--- Start Data shown ---
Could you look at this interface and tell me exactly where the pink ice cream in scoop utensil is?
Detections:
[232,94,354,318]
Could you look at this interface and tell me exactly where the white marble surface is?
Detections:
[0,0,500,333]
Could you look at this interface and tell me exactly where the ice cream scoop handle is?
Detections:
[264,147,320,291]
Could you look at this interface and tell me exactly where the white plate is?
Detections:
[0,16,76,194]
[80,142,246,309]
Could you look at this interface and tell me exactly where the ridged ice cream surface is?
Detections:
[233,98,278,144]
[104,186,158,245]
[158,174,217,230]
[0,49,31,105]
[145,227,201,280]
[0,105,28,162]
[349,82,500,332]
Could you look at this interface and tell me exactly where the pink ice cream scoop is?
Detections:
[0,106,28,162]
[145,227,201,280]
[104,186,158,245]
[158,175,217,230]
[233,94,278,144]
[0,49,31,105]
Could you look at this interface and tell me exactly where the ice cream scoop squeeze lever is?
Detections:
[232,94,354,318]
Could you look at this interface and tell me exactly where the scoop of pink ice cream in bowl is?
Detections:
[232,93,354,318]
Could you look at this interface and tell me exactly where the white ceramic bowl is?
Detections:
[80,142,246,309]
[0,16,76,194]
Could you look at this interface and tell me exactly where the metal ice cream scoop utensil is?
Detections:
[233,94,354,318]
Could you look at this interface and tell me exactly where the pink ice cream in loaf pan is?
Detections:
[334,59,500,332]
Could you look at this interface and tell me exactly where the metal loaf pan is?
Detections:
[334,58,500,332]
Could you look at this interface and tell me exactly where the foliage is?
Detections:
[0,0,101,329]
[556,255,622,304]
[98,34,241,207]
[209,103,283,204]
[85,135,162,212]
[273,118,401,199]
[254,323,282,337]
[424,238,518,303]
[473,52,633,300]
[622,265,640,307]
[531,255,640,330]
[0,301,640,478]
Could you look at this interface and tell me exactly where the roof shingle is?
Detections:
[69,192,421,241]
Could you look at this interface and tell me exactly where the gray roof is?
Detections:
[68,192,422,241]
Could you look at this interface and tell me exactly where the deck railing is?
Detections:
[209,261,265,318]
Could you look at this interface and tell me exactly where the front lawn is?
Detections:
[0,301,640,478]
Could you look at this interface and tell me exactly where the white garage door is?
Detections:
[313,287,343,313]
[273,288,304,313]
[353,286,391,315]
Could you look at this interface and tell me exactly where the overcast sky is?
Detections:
--- End Data shown ---
Objective: How many lines of the records contain the string "surface"? Treat case as significant, and reply with the number alone.

Reply: 2